(Stored items)
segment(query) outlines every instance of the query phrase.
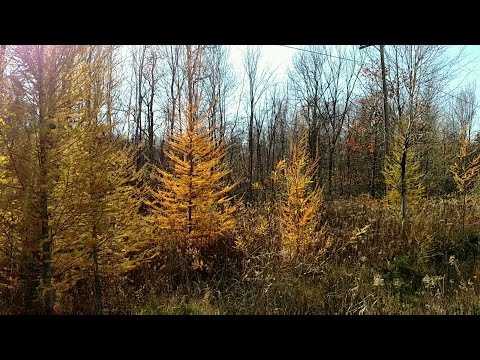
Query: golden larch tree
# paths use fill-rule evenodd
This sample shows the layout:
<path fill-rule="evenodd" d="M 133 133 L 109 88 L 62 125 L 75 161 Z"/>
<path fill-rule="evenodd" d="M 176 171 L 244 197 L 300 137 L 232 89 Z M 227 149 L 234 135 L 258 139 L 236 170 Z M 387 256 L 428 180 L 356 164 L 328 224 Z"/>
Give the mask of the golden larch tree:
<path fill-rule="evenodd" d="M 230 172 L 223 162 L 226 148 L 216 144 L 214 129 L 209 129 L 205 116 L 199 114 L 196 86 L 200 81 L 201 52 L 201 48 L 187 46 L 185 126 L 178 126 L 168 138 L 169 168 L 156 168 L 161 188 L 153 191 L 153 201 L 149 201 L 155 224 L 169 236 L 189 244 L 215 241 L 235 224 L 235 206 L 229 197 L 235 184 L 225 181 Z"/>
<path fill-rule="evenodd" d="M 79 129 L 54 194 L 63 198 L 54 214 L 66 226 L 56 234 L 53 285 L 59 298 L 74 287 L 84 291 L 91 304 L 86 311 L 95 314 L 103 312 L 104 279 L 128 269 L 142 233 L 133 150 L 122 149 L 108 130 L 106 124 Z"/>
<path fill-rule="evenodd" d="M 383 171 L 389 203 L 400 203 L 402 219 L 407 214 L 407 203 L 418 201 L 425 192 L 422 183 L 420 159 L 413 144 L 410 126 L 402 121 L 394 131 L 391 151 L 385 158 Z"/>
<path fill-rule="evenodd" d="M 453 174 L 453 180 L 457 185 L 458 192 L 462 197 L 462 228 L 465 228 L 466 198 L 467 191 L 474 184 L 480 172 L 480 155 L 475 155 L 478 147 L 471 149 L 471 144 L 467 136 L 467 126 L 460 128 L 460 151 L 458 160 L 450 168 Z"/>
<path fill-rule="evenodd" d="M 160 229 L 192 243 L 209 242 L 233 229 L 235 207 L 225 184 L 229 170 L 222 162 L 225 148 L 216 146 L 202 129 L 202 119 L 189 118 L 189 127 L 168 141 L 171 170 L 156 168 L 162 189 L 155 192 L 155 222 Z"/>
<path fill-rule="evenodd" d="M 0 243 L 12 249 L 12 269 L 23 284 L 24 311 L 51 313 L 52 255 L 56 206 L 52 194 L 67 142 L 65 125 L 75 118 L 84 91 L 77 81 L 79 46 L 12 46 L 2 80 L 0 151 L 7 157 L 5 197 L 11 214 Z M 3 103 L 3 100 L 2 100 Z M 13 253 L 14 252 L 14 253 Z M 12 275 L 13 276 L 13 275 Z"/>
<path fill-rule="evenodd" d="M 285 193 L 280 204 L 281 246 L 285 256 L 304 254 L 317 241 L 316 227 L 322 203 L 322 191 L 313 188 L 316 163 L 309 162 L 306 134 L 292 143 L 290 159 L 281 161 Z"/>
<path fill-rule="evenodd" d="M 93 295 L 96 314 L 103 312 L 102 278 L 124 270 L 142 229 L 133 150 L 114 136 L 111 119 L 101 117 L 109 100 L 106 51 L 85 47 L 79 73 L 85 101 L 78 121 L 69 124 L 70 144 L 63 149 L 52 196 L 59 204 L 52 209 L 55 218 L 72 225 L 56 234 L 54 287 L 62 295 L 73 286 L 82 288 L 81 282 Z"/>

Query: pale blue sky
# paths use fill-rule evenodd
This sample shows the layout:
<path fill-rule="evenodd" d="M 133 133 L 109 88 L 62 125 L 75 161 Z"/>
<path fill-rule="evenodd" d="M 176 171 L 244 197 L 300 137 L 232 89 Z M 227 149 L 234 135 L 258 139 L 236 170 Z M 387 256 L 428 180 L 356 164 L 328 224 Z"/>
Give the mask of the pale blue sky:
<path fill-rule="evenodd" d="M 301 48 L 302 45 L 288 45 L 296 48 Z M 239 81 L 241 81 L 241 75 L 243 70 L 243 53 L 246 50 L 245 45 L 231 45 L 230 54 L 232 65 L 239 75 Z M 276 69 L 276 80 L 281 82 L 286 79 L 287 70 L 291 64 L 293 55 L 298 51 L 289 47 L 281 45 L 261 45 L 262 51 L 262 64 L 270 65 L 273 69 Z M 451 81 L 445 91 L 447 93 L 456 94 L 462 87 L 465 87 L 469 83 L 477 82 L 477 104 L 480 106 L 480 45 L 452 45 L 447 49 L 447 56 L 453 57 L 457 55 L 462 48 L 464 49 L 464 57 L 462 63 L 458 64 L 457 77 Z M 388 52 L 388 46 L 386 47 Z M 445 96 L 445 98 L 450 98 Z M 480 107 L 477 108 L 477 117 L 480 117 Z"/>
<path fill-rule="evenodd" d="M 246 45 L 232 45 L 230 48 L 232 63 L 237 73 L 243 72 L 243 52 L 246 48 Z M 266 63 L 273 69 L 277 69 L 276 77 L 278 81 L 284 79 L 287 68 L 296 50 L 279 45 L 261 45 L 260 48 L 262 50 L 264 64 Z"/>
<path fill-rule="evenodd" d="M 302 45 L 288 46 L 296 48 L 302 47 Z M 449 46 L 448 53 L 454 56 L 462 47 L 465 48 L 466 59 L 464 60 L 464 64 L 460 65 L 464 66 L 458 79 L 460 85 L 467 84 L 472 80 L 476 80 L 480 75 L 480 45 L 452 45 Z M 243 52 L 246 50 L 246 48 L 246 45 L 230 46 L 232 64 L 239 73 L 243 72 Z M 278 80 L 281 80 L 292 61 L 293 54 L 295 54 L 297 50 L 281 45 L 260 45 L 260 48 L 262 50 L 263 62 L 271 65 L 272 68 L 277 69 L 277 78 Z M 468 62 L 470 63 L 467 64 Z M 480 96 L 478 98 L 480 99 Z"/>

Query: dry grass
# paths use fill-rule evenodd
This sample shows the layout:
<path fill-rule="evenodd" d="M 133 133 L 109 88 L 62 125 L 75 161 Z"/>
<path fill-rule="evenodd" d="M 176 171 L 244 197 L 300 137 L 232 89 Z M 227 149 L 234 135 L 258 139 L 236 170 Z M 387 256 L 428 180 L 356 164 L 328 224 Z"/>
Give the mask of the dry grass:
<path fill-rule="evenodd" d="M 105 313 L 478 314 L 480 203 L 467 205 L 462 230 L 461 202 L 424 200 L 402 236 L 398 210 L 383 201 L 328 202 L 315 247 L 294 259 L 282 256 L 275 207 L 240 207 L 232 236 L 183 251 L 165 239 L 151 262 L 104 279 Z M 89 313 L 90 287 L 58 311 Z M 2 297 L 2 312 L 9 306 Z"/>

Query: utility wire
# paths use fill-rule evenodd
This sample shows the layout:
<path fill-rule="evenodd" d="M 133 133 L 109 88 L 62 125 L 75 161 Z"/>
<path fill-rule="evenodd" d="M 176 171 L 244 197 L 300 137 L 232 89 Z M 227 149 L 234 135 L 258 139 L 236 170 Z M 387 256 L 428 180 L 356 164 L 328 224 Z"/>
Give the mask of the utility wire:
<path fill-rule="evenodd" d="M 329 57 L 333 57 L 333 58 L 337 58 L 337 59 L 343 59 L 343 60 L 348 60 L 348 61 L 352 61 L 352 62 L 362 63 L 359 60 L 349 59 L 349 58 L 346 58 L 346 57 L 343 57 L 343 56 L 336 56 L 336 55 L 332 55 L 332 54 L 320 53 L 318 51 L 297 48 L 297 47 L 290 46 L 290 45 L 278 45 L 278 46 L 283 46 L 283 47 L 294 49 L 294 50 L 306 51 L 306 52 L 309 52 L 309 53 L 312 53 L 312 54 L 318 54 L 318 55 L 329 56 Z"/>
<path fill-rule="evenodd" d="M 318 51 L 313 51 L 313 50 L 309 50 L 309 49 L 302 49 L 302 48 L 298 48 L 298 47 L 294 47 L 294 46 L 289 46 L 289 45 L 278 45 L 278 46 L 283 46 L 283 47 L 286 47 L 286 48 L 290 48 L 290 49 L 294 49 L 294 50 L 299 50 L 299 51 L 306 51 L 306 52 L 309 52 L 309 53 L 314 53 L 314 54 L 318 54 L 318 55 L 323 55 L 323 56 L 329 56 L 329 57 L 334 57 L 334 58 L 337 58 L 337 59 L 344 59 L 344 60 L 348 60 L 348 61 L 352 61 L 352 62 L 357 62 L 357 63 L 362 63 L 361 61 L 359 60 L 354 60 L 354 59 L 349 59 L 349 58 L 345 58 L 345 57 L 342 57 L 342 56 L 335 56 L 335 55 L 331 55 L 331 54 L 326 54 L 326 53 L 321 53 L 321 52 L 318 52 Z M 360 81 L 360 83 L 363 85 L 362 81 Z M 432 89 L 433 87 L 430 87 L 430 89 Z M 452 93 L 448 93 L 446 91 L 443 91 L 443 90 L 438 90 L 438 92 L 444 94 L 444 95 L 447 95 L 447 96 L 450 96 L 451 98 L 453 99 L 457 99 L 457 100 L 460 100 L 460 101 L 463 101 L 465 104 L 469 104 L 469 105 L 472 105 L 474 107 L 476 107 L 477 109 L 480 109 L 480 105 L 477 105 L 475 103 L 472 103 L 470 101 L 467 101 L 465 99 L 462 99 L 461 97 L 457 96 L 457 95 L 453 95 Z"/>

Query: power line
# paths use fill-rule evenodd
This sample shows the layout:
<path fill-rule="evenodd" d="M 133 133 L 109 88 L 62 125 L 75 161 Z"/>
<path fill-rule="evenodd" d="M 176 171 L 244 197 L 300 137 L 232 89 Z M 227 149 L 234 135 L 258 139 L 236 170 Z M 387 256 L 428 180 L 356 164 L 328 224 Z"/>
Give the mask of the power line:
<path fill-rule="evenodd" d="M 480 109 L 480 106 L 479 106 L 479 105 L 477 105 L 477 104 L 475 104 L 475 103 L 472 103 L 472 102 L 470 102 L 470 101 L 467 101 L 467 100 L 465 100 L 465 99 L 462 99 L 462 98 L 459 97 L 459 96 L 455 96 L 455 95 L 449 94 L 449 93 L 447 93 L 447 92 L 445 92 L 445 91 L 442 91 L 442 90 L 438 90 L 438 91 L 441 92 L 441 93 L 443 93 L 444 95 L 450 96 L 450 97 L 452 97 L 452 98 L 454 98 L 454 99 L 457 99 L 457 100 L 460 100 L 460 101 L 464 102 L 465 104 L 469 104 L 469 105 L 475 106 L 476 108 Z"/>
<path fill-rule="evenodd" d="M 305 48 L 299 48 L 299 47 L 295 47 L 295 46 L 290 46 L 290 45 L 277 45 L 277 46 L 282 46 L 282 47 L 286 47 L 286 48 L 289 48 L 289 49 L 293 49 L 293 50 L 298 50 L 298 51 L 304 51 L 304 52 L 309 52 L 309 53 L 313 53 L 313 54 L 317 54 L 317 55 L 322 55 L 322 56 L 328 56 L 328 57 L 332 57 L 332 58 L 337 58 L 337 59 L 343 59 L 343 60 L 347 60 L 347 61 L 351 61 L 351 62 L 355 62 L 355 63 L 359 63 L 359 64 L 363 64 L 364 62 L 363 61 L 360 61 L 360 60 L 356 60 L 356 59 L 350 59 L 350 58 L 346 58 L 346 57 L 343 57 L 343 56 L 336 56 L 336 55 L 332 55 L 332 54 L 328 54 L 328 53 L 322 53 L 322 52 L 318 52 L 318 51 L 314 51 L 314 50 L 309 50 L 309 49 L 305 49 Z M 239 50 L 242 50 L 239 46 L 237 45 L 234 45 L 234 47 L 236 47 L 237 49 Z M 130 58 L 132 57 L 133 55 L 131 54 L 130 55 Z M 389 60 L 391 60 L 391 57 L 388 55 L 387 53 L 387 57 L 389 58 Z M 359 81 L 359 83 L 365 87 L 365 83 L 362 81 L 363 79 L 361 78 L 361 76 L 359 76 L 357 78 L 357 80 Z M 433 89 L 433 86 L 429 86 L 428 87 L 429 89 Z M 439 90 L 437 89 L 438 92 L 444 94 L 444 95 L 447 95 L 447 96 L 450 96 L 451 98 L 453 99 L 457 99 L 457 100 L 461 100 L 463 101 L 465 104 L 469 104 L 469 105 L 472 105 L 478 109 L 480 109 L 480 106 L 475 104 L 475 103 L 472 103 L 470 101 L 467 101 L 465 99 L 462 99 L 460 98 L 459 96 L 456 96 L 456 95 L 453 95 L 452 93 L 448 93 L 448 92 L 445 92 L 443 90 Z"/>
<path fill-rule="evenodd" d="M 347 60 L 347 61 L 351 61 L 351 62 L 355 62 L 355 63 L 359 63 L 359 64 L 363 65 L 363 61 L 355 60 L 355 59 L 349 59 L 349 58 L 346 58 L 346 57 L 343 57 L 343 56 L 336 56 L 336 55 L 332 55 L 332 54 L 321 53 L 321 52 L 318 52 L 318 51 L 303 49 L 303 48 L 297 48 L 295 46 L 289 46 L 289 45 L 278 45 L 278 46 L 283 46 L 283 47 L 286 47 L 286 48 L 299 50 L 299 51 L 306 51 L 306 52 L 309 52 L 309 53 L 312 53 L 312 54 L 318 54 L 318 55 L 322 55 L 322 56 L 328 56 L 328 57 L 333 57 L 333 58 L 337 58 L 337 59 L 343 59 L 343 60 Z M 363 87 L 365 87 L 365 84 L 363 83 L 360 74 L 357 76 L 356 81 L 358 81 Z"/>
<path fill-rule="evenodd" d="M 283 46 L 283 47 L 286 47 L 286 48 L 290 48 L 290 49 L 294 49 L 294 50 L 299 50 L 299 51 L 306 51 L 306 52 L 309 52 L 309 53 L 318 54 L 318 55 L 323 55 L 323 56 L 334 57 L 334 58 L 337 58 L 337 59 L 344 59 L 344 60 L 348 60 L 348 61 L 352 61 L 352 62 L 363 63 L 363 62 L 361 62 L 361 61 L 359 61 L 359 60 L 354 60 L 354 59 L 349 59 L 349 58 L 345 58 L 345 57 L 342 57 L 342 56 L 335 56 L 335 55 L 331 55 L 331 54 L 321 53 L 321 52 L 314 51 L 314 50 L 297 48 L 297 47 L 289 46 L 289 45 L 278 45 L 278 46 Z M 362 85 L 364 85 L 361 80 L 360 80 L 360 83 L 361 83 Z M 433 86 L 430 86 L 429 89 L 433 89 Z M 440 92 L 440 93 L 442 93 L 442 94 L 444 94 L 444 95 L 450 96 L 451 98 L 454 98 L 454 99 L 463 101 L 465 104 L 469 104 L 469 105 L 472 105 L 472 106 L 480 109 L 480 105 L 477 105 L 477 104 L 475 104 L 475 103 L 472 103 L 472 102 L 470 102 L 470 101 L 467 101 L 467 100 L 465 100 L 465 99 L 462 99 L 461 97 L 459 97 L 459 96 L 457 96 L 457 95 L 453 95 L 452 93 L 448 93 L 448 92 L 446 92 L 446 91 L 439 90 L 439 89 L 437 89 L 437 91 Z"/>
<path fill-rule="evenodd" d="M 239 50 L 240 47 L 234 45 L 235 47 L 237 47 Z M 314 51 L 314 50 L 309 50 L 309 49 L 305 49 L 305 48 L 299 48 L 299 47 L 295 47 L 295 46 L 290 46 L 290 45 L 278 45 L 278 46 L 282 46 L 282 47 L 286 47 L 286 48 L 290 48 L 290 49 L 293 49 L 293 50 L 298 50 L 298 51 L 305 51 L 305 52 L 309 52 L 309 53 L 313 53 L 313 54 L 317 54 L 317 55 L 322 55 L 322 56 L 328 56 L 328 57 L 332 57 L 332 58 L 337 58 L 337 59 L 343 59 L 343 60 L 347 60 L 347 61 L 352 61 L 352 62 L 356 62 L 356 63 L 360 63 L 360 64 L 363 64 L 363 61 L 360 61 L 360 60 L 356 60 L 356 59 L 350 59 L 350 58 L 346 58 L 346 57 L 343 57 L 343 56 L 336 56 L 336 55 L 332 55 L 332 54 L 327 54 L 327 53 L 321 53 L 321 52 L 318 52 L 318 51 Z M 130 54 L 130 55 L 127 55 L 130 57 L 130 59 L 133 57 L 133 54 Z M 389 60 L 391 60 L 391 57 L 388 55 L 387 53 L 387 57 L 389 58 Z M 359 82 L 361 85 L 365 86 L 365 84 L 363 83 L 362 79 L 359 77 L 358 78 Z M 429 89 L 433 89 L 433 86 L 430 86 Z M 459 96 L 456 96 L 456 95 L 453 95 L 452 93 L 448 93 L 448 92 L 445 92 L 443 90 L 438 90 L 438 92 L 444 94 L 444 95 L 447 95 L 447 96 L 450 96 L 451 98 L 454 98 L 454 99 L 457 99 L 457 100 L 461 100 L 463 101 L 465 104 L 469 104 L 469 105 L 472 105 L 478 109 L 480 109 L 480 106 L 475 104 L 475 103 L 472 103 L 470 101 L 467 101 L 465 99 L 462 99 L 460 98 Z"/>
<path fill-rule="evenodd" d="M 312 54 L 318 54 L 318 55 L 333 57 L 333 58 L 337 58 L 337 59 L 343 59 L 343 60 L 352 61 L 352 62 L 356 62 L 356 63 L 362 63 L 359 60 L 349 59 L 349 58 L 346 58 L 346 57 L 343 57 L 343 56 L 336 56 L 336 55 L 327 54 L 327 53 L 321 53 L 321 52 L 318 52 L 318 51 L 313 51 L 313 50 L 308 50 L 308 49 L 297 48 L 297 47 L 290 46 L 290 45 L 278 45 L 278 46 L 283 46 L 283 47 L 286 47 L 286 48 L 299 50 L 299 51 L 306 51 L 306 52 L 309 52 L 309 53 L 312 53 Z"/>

WORK REQUEST: Out of the data above, set down the lines from the one with "Give the mask of the golden" to the one with "Query: pale blue sky", both included, exactly as written and with no additions.

RESULT BELOW:
Give the mask of the golden larch tree:
<path fill-rule="evenodd" d="M 230 172 L 223 162 L 226 148 L 216 144 L 214 129 L 209 129 L 205 116 L 199 114 L 196 86 L 200 81 L 201 52 L 201 48 L 187 46 L 185 126 L 178 126 L 168 138 L 169 168 L 156 168 L 161 188 L 153 191 L 153 201 L 149 201 L 155 224 L 169 236 L 189 244 L 215 241 L 235 224 L 235 206 L 229 197 L 235 184 L 225 181 Z"/>
<path fill-rule="evenodd" d="M 79 129 L 54 194 L 63 198 L 54 214 L 66 226 L 56 234 L 53 285 L 59 298 L 74 287 L 84 291 L 91 304 L 86 311 L 95 314 L 103 312 L 104 279 L 128 269 L 142 233 L 133 150 L 122 149 L 108 130 L 106 124 Z"/>
<path fill-rule="evenodd" d="M 383 171 L 389 203 L 400 203 L 402 219 L 407 214 L 407 203 L 418 201 L 425 192 L 422 183 L 420 159 L 413 144 L 410 126 L 402 121 L 394 131 L 391 151 L 385 158 Z"/>
<path fill-rule="evenodd" d="M 453 174 L 453 180 L 457 185 L 458 192 L 462 197 L 462 228 L 465 228 L 466 198 L 467 191 L 474 184 L 480 172 L 480 155 L 475 155 L 478 147 L 471 149 L 471 144 L 467 136 L 467 126 L 460 128 L 460 151 L 458 160 L 450 168 Z"/>
<path fill-rule="evenodd" d="M 160 229 L 192 243 L 209 242 L 233 229 L 235 207 L 225 184 L 229 170 L 222 162 L 225 148 L 216 146 L 202 129 L 202 119 L 189 118 L 189 127 L 168 141 L 171 170 L 156 168 L 162 189 L 155 192 L 155 222 Z"/>
<path fill-rule="evenodd" d="M 0 243 L 12 249 L 12 269 L 23 284 L 24 311 L 51 313 L 52 255 L 56 206 L 52 194 L 67 142 L 65 125 L 75 118 L 84 91 L 77 81 L 79 46 L 12 46 L 2 80 L 0 151 L 7 157 L 5 197 L 11 214 Z M 3 103 L 3 100 L 2 100 Z M 13 253 L 14 252 L 14 253 Z M 12 275 L 13 276 L 13 275 Z"/>
<path fill-rule="evenodd" d="M 285 193 L 280 204 L 281 246 L 285 256 L 304 254 L 317 241 L 316 227 L 322 203 L 322 191 L 313 188 L 316 163 L 309 162 L 306 134 L 292 143 L 290 159 L 281 161 Z"/>
<path fill-rule="evenodd" d="M 93 295 L 96 314 L 103 312 L 102 278 L 124 270 L 142 229 L 133 150 L 114 136 L 111 119 L 101 117 L 109 100 L 106 51 L 85 47 L 79 73 L 85 101 L 78 121 L 69 124 L 70 144 L 63 149 L 52 196 L 59 204 L 52 209 L 55 218 L 72 225 L 56 234 L 54 287 L 62 295 L 73 286 L 82 288 L 81 282 Z"/>

Query: pale blue sky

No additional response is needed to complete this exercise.